> [Task details]: Copy the listing between the lines holding "dense jungle vegetation" and "157,232 -> 241,253", inclusive, replacing each "return boxes like" with "give boxes as" and keeping everything else the same.

Records taken from a collection
----------

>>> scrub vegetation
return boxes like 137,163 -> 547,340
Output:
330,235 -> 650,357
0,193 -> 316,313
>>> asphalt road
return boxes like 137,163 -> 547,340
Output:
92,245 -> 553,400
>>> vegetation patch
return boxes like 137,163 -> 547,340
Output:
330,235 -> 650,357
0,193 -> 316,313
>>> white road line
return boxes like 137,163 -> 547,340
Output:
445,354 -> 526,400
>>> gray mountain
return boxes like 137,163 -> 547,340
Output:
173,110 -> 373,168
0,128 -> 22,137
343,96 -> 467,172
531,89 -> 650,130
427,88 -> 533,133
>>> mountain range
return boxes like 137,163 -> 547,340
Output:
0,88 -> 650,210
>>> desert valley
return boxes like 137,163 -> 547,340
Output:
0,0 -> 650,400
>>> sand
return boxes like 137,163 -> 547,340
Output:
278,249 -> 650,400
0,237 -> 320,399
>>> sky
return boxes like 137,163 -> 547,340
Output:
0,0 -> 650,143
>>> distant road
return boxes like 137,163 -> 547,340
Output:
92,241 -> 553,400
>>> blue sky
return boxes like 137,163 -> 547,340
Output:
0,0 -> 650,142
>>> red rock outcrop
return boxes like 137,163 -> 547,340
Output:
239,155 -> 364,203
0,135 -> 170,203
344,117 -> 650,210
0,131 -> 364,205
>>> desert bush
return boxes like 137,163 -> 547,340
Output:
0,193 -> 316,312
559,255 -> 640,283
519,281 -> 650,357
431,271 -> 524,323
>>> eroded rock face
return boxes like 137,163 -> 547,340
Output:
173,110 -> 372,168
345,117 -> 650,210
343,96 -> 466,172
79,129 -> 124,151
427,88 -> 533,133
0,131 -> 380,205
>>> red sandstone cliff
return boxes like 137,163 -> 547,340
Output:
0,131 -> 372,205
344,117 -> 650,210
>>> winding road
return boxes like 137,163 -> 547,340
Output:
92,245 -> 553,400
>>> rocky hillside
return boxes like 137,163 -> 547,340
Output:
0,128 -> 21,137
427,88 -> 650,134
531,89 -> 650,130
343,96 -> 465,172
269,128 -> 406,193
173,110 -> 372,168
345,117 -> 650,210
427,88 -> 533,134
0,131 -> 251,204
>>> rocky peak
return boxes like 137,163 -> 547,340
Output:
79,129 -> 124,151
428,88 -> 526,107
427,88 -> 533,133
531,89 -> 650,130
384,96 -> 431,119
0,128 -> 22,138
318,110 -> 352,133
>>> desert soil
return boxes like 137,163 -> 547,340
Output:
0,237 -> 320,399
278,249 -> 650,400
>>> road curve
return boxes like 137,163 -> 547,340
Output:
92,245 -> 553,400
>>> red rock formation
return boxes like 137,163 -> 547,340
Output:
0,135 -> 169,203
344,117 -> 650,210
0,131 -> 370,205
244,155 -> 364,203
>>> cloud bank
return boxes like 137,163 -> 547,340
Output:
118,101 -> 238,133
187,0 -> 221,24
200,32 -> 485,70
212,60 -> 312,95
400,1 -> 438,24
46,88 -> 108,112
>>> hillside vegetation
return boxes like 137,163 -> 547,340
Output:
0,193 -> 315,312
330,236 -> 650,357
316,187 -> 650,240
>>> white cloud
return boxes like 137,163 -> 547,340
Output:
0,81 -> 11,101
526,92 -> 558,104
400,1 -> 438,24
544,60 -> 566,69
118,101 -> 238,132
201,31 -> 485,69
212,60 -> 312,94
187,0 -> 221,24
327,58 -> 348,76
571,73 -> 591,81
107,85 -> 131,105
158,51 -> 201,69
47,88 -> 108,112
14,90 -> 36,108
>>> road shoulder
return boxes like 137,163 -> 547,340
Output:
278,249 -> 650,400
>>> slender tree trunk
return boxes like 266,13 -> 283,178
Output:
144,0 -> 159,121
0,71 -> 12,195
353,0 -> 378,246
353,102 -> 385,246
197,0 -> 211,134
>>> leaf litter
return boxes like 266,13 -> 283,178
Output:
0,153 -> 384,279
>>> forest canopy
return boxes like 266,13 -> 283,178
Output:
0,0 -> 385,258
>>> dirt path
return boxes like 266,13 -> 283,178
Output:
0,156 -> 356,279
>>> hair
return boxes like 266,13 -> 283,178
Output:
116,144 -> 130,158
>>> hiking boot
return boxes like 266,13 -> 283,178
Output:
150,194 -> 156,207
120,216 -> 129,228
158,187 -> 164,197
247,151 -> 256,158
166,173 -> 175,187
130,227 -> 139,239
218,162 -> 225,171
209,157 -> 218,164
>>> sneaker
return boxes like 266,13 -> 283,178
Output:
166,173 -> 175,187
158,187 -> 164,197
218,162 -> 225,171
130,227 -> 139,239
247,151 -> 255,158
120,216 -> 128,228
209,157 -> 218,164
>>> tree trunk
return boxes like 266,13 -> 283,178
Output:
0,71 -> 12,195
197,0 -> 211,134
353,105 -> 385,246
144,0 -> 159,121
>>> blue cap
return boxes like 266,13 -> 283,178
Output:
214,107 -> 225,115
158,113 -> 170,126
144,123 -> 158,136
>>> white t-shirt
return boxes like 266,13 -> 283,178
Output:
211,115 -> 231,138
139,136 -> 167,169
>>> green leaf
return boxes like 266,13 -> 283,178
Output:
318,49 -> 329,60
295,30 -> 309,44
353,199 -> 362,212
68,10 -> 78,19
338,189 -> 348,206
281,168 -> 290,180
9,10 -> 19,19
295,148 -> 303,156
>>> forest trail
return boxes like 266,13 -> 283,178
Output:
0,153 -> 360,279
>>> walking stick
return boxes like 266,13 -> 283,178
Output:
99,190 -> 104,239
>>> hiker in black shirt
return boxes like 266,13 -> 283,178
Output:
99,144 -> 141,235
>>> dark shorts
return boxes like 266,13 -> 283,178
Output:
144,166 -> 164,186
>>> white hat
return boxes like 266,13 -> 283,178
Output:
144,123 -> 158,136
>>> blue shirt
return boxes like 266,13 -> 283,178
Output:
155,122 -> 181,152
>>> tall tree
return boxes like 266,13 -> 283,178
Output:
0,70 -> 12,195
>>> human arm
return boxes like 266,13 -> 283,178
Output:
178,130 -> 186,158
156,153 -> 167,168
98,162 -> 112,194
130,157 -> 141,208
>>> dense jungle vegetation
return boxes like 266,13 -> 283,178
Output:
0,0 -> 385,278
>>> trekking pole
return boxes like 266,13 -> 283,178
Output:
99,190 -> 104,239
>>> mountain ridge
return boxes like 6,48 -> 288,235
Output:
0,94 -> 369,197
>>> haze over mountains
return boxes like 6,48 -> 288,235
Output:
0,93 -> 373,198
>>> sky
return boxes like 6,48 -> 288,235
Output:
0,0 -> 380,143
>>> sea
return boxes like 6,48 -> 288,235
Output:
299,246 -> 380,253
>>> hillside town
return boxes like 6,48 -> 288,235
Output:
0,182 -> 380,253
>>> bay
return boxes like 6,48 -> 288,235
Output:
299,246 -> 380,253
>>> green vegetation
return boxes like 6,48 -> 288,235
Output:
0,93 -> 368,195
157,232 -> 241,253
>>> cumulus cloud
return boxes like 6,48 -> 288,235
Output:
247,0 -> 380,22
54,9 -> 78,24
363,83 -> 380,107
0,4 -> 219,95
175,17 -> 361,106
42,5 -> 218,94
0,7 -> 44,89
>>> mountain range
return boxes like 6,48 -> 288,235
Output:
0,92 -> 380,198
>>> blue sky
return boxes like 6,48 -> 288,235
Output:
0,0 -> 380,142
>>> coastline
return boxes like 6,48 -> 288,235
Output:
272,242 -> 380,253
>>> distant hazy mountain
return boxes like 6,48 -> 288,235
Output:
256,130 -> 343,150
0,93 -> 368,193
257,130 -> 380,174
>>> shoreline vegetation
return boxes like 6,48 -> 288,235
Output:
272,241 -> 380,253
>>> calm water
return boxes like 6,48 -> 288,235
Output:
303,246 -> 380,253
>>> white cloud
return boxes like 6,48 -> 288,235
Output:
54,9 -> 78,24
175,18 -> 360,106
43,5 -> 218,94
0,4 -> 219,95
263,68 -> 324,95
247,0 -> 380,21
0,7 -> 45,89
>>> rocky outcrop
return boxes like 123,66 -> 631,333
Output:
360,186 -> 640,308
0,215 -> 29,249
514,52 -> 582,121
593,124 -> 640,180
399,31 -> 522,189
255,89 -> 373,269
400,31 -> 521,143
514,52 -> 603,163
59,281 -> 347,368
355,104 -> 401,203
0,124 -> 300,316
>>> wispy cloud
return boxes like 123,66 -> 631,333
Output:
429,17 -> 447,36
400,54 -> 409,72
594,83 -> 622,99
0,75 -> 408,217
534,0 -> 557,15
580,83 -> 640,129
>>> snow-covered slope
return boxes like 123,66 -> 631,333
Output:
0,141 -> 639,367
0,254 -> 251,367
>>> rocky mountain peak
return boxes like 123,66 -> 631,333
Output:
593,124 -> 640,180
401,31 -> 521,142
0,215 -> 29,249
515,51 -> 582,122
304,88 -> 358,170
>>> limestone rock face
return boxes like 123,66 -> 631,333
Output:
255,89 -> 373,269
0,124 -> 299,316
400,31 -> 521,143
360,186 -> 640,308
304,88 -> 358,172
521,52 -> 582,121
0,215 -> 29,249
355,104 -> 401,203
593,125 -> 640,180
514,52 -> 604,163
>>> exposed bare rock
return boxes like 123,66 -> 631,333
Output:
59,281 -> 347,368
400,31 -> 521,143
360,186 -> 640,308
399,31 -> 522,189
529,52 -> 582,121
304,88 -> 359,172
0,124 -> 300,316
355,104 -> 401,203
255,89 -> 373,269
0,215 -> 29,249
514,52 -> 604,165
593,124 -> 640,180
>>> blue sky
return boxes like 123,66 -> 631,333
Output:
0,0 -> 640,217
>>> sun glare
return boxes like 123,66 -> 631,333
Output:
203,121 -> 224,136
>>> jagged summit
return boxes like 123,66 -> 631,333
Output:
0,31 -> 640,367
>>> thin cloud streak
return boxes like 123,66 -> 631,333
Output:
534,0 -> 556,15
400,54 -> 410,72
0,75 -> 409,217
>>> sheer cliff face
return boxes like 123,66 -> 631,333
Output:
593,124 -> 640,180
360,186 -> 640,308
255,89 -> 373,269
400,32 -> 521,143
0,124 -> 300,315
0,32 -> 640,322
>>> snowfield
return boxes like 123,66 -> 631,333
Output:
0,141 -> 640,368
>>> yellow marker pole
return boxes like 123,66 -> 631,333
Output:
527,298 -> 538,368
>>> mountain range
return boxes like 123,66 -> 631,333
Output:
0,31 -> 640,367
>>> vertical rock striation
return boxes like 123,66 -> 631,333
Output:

----------

> [The solution]:
>>> dense jungle vegetation
give boxes as 266,13 -> 283,178
Output:
0,0 -> 385,278
>>> trekking pole
give boxes as 266,13 -> 283,178
Output:
99,190 -> 104,239
>>> mountain ridge
give boxes as 6,48 -> 288,235
Output:
0,94 -> 369,197
>>> haze over mountains
give boxes as 6,48 -> 288,235
Output:
0,93 -> 373,198
>>> sky
give boxes as 6,48 -> 288,235
Output:
0,0 -> 380,143
>>> sea
give boxes as 6,48 -> 288,235
Output:
299,246 -> 380,253
>>> hillside town
give boxes as 6,48 -> 288,235
Output:
0,182 -> 380,253
>>> bay
give boxes as 6,48 -> 288,235
Output:
299,246 -> 380,253
>>> green vegetation
give boxes as 6,48 -> 288,235
Output:
0,93 -> 368,195
157,232 -> 241,253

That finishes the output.